# START OF Data for this task

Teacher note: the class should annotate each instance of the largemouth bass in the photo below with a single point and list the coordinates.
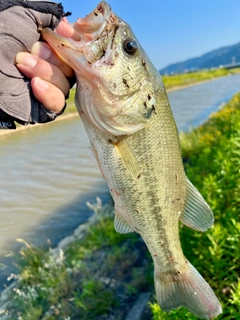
(125, 109)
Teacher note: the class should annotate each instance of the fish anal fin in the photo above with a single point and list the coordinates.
(128, 158)
(187, 289)
(197, 214)
(120, 225)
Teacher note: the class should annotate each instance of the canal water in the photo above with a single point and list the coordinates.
(48, 173)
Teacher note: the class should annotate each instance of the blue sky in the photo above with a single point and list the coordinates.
(173, 30)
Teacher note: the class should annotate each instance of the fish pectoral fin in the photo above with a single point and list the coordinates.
(128, 158)
(120, 225)
(197, 214)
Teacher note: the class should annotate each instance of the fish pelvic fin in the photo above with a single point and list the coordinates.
(188, 289)
(128, 158)
(197, 214)
(120, 225)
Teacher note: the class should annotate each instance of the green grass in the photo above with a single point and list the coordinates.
(187, 79)
(212, 160)
(99, 274)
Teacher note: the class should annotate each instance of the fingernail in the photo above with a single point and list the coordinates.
(41, 50)
(43, 85)
(26, 59)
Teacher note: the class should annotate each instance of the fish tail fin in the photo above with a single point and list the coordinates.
(187, 289)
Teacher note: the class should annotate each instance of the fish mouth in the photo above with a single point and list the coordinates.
(89, 29)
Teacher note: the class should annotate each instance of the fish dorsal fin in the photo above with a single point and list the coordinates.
(120, 225)
(197, 213)
(128, 158)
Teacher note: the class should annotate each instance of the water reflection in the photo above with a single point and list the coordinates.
(47, 174)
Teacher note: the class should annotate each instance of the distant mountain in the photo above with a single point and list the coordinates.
(213, 59)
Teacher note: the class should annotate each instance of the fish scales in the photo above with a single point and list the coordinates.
(126, 113)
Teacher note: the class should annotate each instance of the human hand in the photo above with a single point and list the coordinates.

# END OF Data for this task

# Exercise brief
Please write out the material again, starting with the line that contains "of the distant" and going on through the end of the material. Keep every line, but scale each point coordinate by 0.95 and round it to a whole number, with halves rounding up.

# Output of the exercise
Teacher note: the class should annotate each instance of the distant mountain in the photo above with a single point and list the coordinates.
(202, 56)
Teacher note: the class should annotate each instance of the fish scales in the photo above with a single point and list the coordinates.
(120, 107)
Teacher note: the class should annotate each instance of the human hand in the photo above with a single point and list the coordinates.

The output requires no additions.